Source data
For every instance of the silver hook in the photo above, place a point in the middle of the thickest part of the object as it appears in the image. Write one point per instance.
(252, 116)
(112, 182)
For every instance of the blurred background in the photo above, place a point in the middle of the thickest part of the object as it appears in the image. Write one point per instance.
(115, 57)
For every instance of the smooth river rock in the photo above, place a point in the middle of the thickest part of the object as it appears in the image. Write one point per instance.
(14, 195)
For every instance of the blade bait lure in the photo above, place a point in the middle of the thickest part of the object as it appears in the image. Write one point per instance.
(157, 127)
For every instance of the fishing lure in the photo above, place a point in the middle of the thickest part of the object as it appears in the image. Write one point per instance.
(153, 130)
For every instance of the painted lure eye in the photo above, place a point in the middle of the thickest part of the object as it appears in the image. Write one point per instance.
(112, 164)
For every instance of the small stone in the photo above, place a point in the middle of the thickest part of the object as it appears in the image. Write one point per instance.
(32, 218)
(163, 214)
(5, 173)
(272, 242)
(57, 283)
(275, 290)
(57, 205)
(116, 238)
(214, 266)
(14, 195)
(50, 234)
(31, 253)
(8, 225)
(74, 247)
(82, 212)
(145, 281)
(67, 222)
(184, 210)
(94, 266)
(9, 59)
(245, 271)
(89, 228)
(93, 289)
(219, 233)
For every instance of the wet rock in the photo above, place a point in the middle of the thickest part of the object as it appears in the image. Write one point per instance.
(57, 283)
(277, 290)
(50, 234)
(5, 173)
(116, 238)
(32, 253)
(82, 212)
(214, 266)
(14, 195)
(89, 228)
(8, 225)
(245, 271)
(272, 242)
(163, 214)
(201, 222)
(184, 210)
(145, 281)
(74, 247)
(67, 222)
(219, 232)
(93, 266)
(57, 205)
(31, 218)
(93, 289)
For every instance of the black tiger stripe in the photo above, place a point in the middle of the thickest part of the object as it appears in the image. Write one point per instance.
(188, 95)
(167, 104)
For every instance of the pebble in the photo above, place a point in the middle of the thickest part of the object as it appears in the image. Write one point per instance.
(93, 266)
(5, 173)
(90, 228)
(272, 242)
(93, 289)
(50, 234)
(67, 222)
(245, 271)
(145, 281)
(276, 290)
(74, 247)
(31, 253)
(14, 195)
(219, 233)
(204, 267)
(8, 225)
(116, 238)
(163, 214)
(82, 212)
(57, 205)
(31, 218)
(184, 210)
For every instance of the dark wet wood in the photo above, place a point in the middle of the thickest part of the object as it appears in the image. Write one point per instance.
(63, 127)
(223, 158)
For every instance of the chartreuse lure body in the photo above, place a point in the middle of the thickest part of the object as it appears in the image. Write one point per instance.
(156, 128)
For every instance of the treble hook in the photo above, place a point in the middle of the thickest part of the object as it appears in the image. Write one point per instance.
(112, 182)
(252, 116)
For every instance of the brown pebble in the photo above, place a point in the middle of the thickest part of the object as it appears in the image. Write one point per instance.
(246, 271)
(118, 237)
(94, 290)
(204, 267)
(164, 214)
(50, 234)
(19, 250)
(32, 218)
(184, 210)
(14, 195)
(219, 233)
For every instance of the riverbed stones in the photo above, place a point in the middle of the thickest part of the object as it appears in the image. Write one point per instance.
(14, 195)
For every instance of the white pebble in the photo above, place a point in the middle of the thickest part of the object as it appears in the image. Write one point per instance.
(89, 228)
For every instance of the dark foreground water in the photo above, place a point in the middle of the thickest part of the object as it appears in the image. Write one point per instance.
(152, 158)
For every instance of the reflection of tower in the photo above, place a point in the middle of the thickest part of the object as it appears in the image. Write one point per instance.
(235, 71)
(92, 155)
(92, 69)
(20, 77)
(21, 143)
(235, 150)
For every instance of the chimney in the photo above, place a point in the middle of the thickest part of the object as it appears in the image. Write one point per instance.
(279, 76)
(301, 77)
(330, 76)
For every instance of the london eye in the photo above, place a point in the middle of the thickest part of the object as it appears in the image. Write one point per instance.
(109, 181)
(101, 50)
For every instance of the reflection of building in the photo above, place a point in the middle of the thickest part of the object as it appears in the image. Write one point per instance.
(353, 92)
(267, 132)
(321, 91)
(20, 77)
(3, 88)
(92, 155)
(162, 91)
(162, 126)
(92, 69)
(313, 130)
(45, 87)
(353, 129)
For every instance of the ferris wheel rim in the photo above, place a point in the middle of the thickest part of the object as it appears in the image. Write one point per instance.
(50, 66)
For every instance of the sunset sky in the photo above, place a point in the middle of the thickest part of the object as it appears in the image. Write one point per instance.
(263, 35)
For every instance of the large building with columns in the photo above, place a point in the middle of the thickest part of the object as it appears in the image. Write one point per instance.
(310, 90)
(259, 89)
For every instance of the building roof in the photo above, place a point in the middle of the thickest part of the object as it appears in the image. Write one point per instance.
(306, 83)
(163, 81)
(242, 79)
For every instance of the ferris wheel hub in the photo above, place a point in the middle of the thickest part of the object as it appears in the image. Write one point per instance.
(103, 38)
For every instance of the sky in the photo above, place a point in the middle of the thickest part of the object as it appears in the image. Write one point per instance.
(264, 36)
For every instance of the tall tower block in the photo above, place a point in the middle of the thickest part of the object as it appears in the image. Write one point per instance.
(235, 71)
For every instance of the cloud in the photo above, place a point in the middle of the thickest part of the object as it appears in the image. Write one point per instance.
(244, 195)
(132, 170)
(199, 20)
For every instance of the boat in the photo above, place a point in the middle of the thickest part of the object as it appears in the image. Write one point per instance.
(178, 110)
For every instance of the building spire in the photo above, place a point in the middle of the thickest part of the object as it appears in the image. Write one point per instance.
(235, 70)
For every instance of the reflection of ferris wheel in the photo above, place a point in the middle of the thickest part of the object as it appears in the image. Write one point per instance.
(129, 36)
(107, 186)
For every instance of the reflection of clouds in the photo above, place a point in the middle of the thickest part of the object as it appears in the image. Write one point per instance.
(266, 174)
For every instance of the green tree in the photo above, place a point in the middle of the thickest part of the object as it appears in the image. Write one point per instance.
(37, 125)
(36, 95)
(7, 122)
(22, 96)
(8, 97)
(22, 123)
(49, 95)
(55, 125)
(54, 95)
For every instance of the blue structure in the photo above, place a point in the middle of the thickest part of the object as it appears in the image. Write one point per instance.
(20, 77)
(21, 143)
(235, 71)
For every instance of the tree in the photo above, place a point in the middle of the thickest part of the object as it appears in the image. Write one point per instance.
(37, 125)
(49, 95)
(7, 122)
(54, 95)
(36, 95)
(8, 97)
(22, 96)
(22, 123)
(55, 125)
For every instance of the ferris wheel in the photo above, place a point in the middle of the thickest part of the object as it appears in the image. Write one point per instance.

==

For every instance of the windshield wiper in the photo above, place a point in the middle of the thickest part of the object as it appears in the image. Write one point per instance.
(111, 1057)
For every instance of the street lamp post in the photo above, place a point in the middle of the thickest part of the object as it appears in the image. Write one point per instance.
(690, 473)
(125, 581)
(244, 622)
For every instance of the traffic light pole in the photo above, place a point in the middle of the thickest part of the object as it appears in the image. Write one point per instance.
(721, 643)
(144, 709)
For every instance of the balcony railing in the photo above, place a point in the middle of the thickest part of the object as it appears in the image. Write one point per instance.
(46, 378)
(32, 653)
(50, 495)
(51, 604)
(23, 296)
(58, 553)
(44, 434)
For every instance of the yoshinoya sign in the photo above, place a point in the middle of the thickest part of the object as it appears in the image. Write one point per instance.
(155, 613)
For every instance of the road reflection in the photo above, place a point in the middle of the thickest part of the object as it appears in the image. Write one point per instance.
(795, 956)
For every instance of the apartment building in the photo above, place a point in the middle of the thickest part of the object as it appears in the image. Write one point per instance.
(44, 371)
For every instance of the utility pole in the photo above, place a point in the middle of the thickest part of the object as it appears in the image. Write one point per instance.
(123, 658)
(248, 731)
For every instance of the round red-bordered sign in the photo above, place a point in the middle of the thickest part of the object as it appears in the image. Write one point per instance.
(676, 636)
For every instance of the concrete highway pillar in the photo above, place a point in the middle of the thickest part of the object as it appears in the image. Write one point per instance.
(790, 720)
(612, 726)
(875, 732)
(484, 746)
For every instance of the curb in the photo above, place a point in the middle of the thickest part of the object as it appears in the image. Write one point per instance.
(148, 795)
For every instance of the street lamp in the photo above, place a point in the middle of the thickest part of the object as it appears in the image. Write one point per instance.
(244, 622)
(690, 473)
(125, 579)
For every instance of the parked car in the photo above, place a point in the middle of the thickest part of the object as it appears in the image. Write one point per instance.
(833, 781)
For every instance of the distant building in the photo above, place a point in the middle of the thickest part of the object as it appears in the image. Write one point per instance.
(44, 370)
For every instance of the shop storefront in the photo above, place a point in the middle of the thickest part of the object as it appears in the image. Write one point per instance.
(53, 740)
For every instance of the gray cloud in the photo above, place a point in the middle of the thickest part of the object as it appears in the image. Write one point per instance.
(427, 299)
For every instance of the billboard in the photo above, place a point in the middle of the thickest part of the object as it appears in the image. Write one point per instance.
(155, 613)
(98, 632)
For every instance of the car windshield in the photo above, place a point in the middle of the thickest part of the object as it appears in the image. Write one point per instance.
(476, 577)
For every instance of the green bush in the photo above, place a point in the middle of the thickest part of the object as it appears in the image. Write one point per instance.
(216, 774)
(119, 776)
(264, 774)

_Problem to work on_: Gather each line of the data above that contains the string "rock". Matches must agree in case.

_Full output_:
For every instance of the smooth river rock in the photo above, place a point in the middle of the thickest part of the object as it appears in the image. Write one point per instance.
For every instance of the wet rock in the photo above, place a point in the middle of the thickest part of the object as it appears in the image. Write one point per instance.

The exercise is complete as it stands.